• Task item:
For the entries below, return every line from the top through the line with "88], [214, 124]]]" exactly as it stands, omitting pictures.
::::
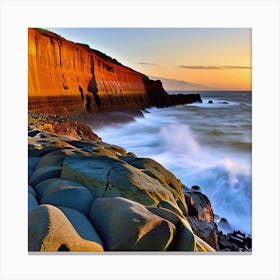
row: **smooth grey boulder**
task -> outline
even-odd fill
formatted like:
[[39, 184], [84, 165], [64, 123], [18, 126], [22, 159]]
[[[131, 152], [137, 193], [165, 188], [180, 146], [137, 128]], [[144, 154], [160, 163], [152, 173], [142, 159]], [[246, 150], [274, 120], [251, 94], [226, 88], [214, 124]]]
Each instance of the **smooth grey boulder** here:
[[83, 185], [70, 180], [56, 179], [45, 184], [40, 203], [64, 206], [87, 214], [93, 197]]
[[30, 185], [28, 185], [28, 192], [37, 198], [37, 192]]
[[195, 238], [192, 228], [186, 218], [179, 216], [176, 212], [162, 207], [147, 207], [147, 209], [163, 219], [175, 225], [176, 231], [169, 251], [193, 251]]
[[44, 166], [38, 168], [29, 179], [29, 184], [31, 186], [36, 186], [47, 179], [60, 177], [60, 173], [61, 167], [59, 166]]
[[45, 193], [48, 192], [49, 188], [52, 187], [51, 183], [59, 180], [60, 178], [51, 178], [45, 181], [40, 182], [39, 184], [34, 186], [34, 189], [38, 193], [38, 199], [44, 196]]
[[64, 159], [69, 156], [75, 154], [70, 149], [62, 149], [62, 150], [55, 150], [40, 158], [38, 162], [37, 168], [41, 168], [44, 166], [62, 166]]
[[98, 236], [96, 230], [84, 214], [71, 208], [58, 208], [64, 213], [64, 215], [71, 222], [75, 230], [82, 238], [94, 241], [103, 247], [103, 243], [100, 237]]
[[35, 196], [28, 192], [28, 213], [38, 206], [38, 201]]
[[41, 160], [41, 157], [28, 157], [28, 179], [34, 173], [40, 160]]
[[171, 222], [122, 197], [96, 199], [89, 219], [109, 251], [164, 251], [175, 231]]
::::
• Finished exercise:
row: **smooth grey boulder**
task -> outline
even-odd fill
formatted like:
[[39, 184], [84, 165], [64, 123], [18, 126], [22, 159]]
[[[131, 152], [137, 193], [165, 188], [180, 146], [137, 128]], [[144, 154], [160, 163], [152, 173], [142, 159]], [[246, 150], [274, 120], [251, 94], [226, 88], [214, 124]]]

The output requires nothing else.